■ REQUEST 1 ■
List every remark that Frances says aloud in quotation marks in the post about the early-morning knock at the door.
■ REQUEST 2 ■
From the post about the early-morning knock at the door, print the part that opens with the words containing "Notes from rhe" and closes with "the door handle.".

■ TEXT PROVIDED ■
********
Saturday, September 29, 2012

Notes from rhe Home - September 29, 2012



   My eyes weren’t bright, nor was my tail bushy early Tuesday morning. But I was up and about and did my good deed for the day ere the sun came up. A few minutes after five, as I worked an online crossword puzzle, there was a noise at the door. It sounded like the knocker, but it couldn’t be, not at that hour. I figured the guy who delivers the Ledger-Enquirer must be early. He often startles me when he puts the plastic bag with the paper in it on the door handle.
   But a moment later, I heard the noise again. It was the knocker. I went to the door, opened it and beheld Frances in her nightgown and robe. I didn’t realize it was Frances until she introduced herself. My two previous encounters with her were occasioned by her calls for help. Both times she had fallen face-down in her apartment and was unable to get up. This morning, however, she was on her feet.
   “I locked myself out,” she said. “Can you call the desk and ask them to send someone with a key?”
   I made the call, and we waited in the hall. She said her legs were bothering her.
   “Look at this,” she said, lifting her robe to her knee and showing me the large sores on her right calf. The left leg didn’t look quite so bad.
   “I’ve got a folding chair in the room, do you want me to get it so you can sit down?”
********
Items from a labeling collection
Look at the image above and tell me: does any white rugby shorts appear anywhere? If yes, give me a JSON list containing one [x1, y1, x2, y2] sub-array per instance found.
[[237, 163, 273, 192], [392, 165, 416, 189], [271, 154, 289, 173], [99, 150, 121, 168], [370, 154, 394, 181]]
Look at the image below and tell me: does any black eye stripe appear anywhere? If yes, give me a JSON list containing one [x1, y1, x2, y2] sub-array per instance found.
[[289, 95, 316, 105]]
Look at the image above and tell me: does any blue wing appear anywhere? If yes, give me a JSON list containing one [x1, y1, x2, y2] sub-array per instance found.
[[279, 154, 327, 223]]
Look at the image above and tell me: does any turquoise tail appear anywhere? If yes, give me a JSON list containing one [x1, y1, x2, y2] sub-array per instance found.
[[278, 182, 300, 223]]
********
■ TASK OUTPUT 1 ■
- I locked myself out
- Can you call the desk and ask them to send someone with a key?
- Look at this

■ TASK OUTPUT 2 ■
Notes from rhe Home - September 29, 2012



   My eyes weren’t bright, nor was my tail bushy early Tuesday morning. But I was up and about and did my good deed for the day ere the sun came up. A few minutes after five, as I worked an online crossword puzzle, there was a noise at the door. It sounded like the knocker, but it couldn’t be, not at that hour. I figured the guy who delivers the Ledger-Enquirer must be early. He often startles me when he puts the plastic bag with the paper in it on the door handle.